Article
◆ ◆ ◆ ◆ ◆

P13447 [GCJ 2009 #3] Interesting Ranges

A positive integer is a palindrome if its decimal representation (without leading zeros) is a palindromic string (a string that reads the same forwards and backwards). For example, the numbers $5$, $77$, $363$, $4884$, $11111$, $12121$ and $349943$ are palindromes. A range of integers is interesting if it contains an even number of palindromes. The range $[L, R]$, with $L \leqslant R$, is defined as the sequence of integers from $L$ to $R$ (inclusive): $(L, L+1, L+2, \ldots, R-1, R)$. $L$ and $R$ are the range's first and last numbers. The range $[L_1, R_1]$ is a subrange of $[L, R]$ if $L \leqslant L_1 \leqslant R_1 \leqslant R$. Your job is to determine how many interesting subranges of $[L, R]$ there are.

The first line of input gives the number of test cases, $T$. $T$ test cases follow. Each test case is a single line containing two positive integers, $L$ and $R$ (in that order), separated by a space.

For each test case, output one line. That line should contain "Case #x: y", where $x$ is the case number starting with $1$, and $y$ is the number of interesting subranges of $[L, R]$, modulo $1000000007$.

**Limits** - $1 \leqslant T \leqslant 120$ **Small dataset(9 Pts)** - $1 \leqslant L \leqslant R \leqslant 10^{13}$ **Large dataset(23 Pts)** - $1 \leqslant L \leqslant R \leqslant 10^{100}$

◆ ◆ ◆ ◆ ◆

Dataset extract
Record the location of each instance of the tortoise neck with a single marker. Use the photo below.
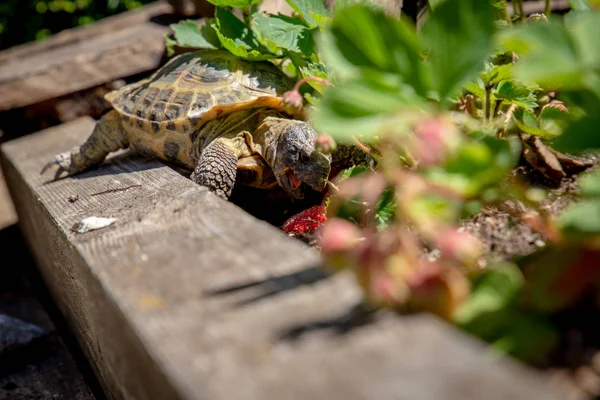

◆ ◆ ◆ ◆ ◆

Exercises
A. Decide whether each statement agrees with the problem statement, answering yes or no and quoting the deciding words: (i) A range is interesting when it contains an odd number of palindromes. (ii) Each test case takes up a single line of input. (iii) Leading zeros are kept when deciding whether a number is a palindrome.
B. Rewrite the stretch of the problem statement from "The first line" through "R]$, modulo $1000000007$.", changing "positive integers" to "whole numbers".

Solved tasks
A.
(i) No: "A range of integers is interesting if it contains an even number of palindromes."
(ii) Yes: "Each test case is a single line"
(iii) No: "its decimal representation (without leading zeros) is a palindromic string"

B.
The first line of input gives the number of test cases, $T$. $T$ test cases follow. Each test case is a single line containing two whole numbers, $L$ and $R$ (in that order), separated by a space.

For each test case, output one line. That line should contain "Case #x: y", where $x$ is the case number starting with $1$, and $y$ is the number of interesting subranges of $[L, R]$, modulo $1000000007$.